● Excerpt provided:
• • •
Eigenvalues and direct sums

**Amanda1990** · May 13th 2009, 10:12 AM

Let T be a nonsingular linear transformation on a finite dimensional complex vector space having distinct eigenvalues $a_1, a_2, ... , a_r$ (possibly with multiplicies greater than 1). Suppose $T = a_1E_1 + ... + a_r E_r$ where all the $E_i$ are projections on V such that $E_i E_j = 0$ whenever i is not equal to j.
• • •
● Records provided:
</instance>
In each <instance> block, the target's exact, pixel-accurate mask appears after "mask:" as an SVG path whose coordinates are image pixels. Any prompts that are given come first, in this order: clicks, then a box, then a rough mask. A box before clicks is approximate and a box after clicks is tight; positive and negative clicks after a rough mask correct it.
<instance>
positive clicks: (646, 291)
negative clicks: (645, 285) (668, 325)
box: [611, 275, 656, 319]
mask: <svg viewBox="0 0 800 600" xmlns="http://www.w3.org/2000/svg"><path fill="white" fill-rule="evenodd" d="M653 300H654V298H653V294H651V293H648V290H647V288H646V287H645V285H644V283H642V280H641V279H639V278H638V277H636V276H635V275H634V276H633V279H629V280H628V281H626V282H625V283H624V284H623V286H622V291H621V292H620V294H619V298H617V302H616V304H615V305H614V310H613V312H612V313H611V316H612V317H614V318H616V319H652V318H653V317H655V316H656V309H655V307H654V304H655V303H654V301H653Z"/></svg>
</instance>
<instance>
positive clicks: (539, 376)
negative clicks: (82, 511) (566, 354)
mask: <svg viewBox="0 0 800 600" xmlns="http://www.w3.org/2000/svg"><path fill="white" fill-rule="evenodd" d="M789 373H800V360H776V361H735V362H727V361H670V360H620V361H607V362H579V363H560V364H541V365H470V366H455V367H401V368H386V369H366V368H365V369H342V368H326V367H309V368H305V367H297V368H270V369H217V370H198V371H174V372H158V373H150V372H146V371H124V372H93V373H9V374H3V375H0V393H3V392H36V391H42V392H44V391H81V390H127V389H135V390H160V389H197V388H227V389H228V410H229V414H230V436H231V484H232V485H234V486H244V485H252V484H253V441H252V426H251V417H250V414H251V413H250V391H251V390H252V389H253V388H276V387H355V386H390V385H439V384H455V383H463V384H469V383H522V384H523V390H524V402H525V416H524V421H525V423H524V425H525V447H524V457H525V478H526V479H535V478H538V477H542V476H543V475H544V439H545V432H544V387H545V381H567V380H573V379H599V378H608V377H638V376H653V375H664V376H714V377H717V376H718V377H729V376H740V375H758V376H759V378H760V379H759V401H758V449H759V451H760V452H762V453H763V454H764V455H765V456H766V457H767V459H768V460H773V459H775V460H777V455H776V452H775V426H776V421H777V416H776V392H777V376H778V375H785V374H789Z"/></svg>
• • •
● About this task:
Decide whether each statement agrees with the eigenvalues post: (a) the vector space is complex, (b) T is said to be singular, (c) $E_i E_j = 0$ is required when i equals j. For each, answer yes or no and quote the words that decide it.

● Worked solution:
(a) Yes: "finite dimensional complex vector space"
(b) No: "nonsingular linear transformation"
(c) No: "$E_i E_j = 0$ whenever i is not equal to j"